## DATA FOR PROCESSING
---*---

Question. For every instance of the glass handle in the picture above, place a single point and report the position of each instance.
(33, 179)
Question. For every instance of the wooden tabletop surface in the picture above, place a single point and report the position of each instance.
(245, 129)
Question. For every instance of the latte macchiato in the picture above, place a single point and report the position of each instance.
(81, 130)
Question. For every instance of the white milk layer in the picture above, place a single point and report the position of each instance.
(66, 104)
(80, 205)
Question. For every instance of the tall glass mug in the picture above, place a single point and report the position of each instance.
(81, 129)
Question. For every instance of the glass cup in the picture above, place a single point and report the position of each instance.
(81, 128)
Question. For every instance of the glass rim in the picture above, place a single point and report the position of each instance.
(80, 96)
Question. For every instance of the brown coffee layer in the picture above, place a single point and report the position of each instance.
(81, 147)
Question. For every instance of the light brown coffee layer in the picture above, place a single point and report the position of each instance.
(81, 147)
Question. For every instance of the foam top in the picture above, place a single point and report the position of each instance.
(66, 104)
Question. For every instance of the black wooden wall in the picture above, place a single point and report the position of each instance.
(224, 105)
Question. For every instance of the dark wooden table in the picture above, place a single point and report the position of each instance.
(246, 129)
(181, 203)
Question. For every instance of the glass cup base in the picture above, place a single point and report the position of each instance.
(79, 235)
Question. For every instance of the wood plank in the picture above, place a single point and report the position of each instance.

---*---

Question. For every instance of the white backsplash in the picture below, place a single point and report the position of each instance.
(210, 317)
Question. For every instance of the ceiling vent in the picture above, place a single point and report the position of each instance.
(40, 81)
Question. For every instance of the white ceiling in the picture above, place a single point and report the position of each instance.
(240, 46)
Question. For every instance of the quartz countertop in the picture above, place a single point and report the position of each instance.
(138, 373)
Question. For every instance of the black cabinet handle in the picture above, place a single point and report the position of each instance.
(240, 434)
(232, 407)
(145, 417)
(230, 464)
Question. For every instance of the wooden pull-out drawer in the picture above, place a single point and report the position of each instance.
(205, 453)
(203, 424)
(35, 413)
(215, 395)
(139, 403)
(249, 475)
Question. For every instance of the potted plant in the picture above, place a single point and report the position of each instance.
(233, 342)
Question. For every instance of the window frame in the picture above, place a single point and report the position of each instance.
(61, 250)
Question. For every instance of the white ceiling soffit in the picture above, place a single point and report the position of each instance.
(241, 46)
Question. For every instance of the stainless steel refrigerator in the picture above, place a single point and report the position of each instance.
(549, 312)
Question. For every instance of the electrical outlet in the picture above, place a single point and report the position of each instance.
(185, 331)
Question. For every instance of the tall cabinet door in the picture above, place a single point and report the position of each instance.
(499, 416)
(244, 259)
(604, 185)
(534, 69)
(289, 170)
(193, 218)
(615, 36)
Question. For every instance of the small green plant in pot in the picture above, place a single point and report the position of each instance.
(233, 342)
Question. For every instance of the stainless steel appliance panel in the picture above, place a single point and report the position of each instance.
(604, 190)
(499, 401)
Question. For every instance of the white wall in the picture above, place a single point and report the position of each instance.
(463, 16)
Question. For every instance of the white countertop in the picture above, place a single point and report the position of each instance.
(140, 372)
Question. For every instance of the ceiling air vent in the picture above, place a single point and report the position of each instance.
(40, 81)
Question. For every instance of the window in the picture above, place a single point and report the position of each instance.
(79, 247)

---*---

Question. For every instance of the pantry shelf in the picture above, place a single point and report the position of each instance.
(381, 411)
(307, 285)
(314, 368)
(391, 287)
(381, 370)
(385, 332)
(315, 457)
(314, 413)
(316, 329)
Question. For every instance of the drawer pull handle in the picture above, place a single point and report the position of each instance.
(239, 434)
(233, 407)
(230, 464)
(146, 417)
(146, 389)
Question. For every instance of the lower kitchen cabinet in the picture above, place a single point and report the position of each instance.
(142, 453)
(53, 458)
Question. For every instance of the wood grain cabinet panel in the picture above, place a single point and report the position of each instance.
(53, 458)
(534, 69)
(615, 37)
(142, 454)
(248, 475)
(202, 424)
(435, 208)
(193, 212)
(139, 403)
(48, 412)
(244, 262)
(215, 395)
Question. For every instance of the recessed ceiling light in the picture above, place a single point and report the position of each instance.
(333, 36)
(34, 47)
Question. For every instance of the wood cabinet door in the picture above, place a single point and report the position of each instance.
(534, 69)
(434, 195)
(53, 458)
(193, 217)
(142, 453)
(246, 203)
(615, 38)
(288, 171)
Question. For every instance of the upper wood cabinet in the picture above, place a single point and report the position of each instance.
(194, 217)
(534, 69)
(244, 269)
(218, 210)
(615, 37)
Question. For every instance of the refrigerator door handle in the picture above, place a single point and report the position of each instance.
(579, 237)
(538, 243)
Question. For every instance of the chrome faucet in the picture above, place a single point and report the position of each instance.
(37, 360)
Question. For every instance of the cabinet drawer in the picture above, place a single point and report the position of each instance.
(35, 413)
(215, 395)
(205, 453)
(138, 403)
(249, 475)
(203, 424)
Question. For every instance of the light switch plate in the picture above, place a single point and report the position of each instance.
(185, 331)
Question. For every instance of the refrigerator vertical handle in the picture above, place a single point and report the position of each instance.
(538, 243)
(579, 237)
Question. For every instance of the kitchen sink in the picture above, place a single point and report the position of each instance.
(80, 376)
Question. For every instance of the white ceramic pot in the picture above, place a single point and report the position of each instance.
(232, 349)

---*---

## TO DO
All lines in the listing above between the line with "Question. For every instance of the glass cup base" and the line with "Question. For every instance of the wood plank", inclusive, should be set down exactly, and no line outside that range.

## SOLUTION
Question. For every instance of the glass cup base in the picture above, place a single point and report the position of each instance.
(79, 235)
Question. For every instance of the wood plank in the picture above, place a single point and report the position of each instance.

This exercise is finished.